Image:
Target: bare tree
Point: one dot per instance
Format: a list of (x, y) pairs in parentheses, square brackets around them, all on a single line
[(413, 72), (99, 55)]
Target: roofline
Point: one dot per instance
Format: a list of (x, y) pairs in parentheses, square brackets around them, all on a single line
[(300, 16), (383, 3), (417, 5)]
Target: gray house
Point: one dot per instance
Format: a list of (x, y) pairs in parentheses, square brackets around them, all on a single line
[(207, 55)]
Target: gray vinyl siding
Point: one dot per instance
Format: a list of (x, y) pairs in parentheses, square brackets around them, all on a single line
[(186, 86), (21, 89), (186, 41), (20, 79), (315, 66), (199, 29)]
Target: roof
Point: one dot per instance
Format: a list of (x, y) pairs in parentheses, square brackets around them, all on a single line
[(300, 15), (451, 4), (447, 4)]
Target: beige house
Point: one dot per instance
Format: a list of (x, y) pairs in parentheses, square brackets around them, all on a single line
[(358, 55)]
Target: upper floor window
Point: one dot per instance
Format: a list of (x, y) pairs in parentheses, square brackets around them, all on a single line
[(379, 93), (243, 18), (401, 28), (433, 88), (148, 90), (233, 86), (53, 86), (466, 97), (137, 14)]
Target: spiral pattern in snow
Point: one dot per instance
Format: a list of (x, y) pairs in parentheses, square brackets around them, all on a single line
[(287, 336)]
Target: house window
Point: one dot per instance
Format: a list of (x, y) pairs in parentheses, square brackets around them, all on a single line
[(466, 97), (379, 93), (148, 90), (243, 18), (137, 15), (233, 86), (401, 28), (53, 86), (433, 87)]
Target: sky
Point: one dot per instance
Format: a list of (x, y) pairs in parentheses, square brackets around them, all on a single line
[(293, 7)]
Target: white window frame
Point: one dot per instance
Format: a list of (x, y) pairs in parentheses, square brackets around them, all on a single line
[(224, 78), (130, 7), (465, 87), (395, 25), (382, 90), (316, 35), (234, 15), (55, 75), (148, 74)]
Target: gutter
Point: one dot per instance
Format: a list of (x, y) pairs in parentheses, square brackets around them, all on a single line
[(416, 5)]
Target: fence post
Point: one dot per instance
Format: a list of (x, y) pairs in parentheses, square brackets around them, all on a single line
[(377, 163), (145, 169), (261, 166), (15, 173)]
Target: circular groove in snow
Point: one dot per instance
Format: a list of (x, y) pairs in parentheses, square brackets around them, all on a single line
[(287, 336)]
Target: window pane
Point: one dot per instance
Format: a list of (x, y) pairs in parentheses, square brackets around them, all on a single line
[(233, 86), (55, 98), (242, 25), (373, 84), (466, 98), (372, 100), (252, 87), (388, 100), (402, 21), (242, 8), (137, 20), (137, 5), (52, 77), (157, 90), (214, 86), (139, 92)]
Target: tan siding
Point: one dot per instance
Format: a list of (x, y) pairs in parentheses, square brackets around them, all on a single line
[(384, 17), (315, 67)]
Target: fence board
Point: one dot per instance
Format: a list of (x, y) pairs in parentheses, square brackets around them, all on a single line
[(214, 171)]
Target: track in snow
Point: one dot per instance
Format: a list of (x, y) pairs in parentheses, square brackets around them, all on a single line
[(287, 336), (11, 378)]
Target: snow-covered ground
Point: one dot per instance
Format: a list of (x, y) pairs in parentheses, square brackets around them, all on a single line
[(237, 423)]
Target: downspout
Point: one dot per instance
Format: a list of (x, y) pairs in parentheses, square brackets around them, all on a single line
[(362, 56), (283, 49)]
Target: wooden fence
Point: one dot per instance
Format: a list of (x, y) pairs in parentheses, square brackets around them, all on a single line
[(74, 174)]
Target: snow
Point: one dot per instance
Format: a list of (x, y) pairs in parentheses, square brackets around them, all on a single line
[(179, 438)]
-=-=-
§ **TRY IT**: Search the records above for "fence" and copy every line that has it.

§ **RESULT**:
Target: fence post
Target: fence board
Target: wooden fence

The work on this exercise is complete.